◆ Work to complete ◆
Copy out all the data, word for word.

◆ Input for this task ◆
══════

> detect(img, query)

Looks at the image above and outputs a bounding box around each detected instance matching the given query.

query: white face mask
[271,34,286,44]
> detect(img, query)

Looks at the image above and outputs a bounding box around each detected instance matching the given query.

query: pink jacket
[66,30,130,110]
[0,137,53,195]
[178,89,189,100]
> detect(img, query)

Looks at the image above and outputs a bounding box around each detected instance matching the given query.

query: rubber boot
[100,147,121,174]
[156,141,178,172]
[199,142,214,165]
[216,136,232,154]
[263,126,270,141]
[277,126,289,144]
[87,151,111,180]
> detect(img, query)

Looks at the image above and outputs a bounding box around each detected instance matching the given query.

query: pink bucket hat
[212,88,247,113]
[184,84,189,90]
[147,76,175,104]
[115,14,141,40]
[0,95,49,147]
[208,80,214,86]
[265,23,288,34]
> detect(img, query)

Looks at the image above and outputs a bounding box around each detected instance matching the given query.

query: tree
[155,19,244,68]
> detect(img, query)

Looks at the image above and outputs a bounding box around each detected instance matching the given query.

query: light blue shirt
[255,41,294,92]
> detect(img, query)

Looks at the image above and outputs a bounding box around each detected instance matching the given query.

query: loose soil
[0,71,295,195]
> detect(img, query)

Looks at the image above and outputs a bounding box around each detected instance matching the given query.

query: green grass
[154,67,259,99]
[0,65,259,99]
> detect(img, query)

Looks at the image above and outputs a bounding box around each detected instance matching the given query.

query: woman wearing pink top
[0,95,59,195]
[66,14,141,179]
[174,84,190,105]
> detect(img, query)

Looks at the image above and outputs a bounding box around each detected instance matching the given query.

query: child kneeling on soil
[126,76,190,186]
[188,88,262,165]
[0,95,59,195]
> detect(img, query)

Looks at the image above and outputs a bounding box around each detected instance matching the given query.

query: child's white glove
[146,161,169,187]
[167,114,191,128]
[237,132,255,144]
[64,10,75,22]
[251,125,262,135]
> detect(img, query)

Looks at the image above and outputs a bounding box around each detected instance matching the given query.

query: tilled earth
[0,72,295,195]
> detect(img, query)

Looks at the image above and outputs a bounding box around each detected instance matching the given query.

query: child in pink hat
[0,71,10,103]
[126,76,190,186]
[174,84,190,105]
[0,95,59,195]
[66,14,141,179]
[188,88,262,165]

══════

◆ Reply ◆
> detect(img, query)

Looks at the image above and outputs a bounding box around each detected instance matching the given query.

query: white face mask
[271,34,286,44]
> detect(img, query)

Looks at the image above and outputs a bounding box around each detected instance matching the given query.

query: pink jacket
[66,30,130,110]
[0,137,53,195]
[178,89,189,100]
> detect(img, query)

Looks at the image above and outputs a bounding box around each detected instance matching the given query.

query: rubber boot
[100,147,121,174]
[156,141,178,172]
[199,142,214,165]
[216,136,232,154]
[263,126,270,141]
[277,126,289,144]
[87,151,111,180]
> detect(img, query)

Looks at the image above and outputs a bounding box around each detected instance matching the given query.

query: pink bucket hat
[212,88,247,113]
[184,84,189,90]
[147,76,175,104]
[115,14,141,40]
[0,95,49,147]
[208,80,214,86]
[265,23,288,34]
> detect(img, query)

Looks at the image above and outputs a bounding box around each detected instance matching the given query.

query: tree
[155,19,244,68]
> detect(img, query)

Looks at the image above and outputs a bounding box around each detected instance matching the given query.

query: light blue shirt
[255,41,294,92]
> detect(img, query)

Looks at the image above and outputs a bounding box around each detected instance matching the given query.

query: loose soil
[0,71,295,195]
> detect(img, query)

Looks at the image above and outputs a bounding box around each detected instance matching the given query.

query: green grass
[154,67,259,99]
[0,65,259,99]
> detect(img, query)

Looks at the image above and outputs a bounding box around each detected instance matching the given query.

query: woman wearing pink top
[0,95,59,195]
[66,14,141,179]
[174,84,190,105]
> detect(img, query)

Looks at the image above and outputs a bounding box around each detected instance matching the given query.

query: child kneeling on soil
[126,76,190,186]
[188,88,262,165]
[0,95,59,195]
> detect(img, query)

Looks at the image above and outputs a bounding box around each detected instance matching the given query.

query: child's white glove
[146,161,169,187]
[167,114,191,128]
[237,132,255,144]
[64,10,75,22]
[251,125,262,135]
> detect(img, query)

Looks at the image above and outputs a bounding box around each detected instance matching the given query.

query: tilled earth
[0,72,295,195]
> detect(img, query)

Looks at the image above and outputs a bounding box around each detected instance matching the given query.

query: child in pink hat
[0,71,10,103]
[126,76,190,186]
[174,84,190,105]
[0,95,59,195]
[66,14,141,179]
[188,88,262,165]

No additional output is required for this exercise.